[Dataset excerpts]
+--
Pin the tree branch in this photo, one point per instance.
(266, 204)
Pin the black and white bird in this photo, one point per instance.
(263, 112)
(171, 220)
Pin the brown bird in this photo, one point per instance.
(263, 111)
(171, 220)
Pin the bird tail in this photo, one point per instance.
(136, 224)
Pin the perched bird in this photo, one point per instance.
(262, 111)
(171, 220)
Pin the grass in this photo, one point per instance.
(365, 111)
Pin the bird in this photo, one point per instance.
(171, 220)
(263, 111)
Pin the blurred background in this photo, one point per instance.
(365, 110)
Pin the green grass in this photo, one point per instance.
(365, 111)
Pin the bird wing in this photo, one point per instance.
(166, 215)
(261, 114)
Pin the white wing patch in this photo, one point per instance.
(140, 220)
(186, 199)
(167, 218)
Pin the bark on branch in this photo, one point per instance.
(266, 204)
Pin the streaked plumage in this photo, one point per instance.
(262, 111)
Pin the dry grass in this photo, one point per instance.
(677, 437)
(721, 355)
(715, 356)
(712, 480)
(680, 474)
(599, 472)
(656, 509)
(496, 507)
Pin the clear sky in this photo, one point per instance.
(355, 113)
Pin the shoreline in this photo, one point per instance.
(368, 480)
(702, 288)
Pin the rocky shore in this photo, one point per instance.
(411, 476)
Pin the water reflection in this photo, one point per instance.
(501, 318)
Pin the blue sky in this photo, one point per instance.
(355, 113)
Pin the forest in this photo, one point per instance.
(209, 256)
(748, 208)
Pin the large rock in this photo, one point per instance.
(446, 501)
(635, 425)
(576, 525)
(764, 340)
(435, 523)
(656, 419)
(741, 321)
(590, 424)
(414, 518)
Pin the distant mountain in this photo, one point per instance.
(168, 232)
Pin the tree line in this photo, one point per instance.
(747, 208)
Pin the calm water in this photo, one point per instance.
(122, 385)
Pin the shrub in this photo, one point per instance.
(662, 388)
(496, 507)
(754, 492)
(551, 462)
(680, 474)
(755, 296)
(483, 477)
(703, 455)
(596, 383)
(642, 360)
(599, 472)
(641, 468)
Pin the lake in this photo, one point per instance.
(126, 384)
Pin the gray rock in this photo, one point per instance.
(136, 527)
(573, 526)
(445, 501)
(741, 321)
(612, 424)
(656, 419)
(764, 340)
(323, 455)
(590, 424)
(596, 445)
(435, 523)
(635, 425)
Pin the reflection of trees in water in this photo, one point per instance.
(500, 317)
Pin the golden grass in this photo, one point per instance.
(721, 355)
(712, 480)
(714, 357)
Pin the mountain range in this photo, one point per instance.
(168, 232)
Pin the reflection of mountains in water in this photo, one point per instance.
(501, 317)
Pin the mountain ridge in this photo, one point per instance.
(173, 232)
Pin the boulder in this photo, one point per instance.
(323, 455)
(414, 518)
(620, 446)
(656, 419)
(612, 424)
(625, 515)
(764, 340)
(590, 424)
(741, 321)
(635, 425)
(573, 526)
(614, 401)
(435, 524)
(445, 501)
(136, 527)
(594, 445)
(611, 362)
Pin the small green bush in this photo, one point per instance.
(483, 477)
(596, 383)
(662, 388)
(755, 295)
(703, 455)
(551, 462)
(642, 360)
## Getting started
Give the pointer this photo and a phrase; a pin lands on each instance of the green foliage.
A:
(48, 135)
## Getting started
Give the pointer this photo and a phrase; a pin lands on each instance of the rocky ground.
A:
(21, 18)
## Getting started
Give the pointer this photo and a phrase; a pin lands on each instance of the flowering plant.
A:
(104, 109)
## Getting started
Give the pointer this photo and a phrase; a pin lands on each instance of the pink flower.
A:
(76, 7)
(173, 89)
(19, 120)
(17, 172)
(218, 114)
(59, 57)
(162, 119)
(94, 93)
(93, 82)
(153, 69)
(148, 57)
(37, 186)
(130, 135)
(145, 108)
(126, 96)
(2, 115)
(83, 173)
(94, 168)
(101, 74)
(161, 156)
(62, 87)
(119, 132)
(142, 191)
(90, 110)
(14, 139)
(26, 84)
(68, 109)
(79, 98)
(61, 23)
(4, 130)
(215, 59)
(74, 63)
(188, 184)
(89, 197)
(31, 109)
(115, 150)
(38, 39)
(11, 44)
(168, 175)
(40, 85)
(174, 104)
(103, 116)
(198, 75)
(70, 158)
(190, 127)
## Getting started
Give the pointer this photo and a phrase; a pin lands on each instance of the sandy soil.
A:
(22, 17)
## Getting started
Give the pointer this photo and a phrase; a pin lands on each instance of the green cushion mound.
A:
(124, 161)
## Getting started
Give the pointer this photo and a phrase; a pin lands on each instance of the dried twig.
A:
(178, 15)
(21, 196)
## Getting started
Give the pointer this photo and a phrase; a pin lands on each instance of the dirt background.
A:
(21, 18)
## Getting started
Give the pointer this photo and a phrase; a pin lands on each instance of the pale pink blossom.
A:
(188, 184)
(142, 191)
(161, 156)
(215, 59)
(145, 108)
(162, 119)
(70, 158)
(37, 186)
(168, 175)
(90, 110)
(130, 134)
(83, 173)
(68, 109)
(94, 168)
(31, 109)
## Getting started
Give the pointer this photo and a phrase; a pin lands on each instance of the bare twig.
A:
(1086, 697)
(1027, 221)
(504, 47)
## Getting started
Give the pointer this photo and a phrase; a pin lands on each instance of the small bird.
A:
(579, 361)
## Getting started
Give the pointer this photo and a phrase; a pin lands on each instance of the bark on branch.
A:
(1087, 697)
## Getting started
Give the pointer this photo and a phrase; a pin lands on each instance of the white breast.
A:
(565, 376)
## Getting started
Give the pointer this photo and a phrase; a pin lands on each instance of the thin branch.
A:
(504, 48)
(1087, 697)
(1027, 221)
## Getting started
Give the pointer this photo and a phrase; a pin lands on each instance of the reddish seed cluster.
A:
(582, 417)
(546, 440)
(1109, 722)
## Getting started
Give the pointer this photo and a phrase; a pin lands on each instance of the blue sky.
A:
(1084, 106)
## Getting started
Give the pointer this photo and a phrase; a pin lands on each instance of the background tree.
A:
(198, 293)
+--
How many lines in the records hold the string "twig"? The number alone is the answer.

2